Document:
--- start ---

Hello.
My Pig job always make one reduce job in version 0.12.0-h2, ... because
InputSizeReducerEstimator class return input file size always -1.
I'm not sure the reason, but actually, PlanHelper.getPhysicalOperators
method always return 0 size list.
public int estimateNumberOfReducers(Job job, MapReduceOper mapReduceOper)
> throws IOException {
> Configuration conf = job.getConfiguration();
> long bytesPerReducer = conf.getLong(BYTES_PER_REDUCER_PARAM,
> DEFAULT_BYTES_PER_REDUCER);
> int maxReducers = conf.getInt(MAX_REDUCER_COUNT_PARAM,
> DEFAULT_MAX_REDUCER_COUNT_PARAM);
> List<POLoad> poLoads =
> PlanHelper.getPhysicalOperators(mapReduceOper.mapPlan, POLoad.class);
> long totalInputFileSize = getTotalInputFileSize(conf, poLoads,
> job);
> log.info("BytesPerReducer=" + bytesPerReducer + " maxReducers="

--- end ---

Stored rows:

--- start ---

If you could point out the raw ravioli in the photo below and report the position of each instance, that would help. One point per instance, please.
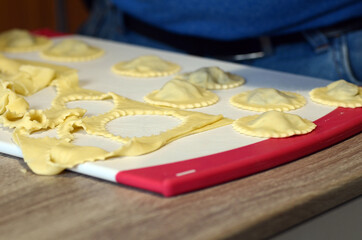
(72, 50)
(212, 78)
(266, 99)
(339, 93)
(146, 66)
(273, 124)
(181, 94)
(49, 155)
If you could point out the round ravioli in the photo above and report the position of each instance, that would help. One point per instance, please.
(339, 93)
(266, 99)
(72, 50)
(146, 66)
(181, 94)
(18, 41)
(212, 78)
(273, 124)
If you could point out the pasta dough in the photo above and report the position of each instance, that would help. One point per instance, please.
(212, 78)
(18, 40)
(48, 156)
(72, 50)
(339, 93)
(146, 66)
(181, 94)
(273, 124)
(266, 99)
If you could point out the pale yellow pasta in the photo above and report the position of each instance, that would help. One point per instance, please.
(273, 124)
(212, 78)
(181, 94)
(146, 66)
(339, 94)
(266, 99)
(72, 50)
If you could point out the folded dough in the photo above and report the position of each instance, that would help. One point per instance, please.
(339, 93)
(72, 50)
(181, 94)
(146, 66)
(212, 78)
(273, 124)
(266, 99)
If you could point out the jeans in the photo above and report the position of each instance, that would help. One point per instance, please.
(340, 57)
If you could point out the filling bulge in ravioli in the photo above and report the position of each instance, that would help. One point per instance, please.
(339, 93)
(181, 94)
(146, 66)
(212, 78)
(273, 124)
(266, 99)
(72, 50)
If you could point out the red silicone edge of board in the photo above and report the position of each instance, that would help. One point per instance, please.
(194, 174)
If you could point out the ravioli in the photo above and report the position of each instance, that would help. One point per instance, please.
(339, 94)
(146, 66)
(273, 124)
(18, 41)
(72, 50)
(266, 99)
(181, 94)
(49, 156)
(212, 78)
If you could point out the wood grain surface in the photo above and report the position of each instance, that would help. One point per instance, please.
(73, 206)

--- end ---

Task to carry out: Please continue the forum post about Pig's reducer estimate, picking up after its last line.

The output:
> + maxReducers + " totalInputFileSize=" + totalInputFileSize);
> // if totalInputFileSize == -1, we couldn't get the input size so
> we can't estimate.
> if (totalInputFileSize == -1) { return -1; }
> int reducers = (int)Math.ceil((double)totalInputFileSize /
> bytesPerReducer);
> reducers = Math.max(1, reducers);
> reducers = Math.min(maxReducers, reducers);
> return reducers;
> }
and the pig job ends successful.
But the reducer planed one one task, it takes very long time.
I tried it in apache hadoop 2.2.0 and pig 0.12.0 (h2) version.
And also another version by installing ambari 1.4.3.
The result always same.
What was wrong ???